<<<<

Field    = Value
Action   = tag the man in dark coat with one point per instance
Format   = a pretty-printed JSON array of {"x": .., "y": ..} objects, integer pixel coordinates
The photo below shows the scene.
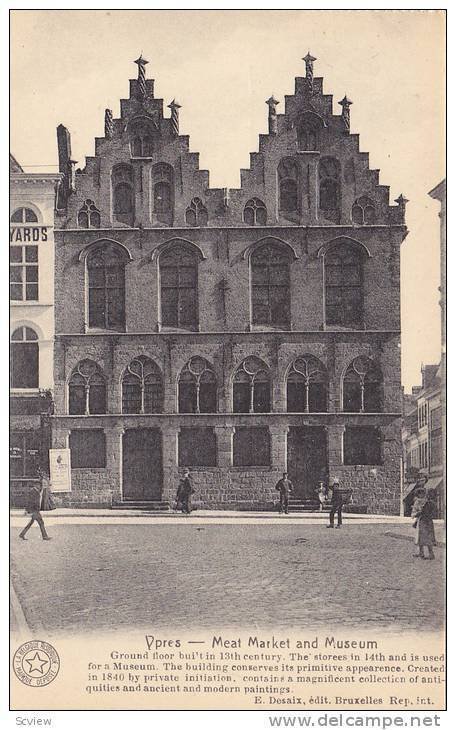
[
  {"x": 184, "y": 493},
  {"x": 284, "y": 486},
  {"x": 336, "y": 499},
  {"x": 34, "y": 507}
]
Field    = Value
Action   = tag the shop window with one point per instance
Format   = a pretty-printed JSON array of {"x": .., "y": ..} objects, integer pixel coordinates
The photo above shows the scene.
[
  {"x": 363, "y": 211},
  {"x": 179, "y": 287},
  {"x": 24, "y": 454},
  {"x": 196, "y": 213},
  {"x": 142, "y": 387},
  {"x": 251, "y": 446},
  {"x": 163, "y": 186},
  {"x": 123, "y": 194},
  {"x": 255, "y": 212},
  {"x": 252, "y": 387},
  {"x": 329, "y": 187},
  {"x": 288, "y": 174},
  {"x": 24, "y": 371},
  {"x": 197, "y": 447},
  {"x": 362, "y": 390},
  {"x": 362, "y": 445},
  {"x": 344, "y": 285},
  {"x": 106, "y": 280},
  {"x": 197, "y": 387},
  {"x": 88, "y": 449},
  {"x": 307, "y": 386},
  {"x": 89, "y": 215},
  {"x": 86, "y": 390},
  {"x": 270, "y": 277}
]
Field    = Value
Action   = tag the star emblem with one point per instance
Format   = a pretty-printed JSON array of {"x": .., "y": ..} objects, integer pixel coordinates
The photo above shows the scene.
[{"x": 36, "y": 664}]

>>>>
<<<<

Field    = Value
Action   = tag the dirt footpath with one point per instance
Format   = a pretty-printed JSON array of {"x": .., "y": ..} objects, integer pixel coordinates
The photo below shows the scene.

>>>>

What is expected -
Collect each line in the records above that contains the word "Action".

Result for this task -
Action   = tag the man in dark coat with one point per instance
Action   = tag the shop window with one point per instance
Action   = tag the star emblem with one point per instance
Action   = tag the dirt footpath with one point per instance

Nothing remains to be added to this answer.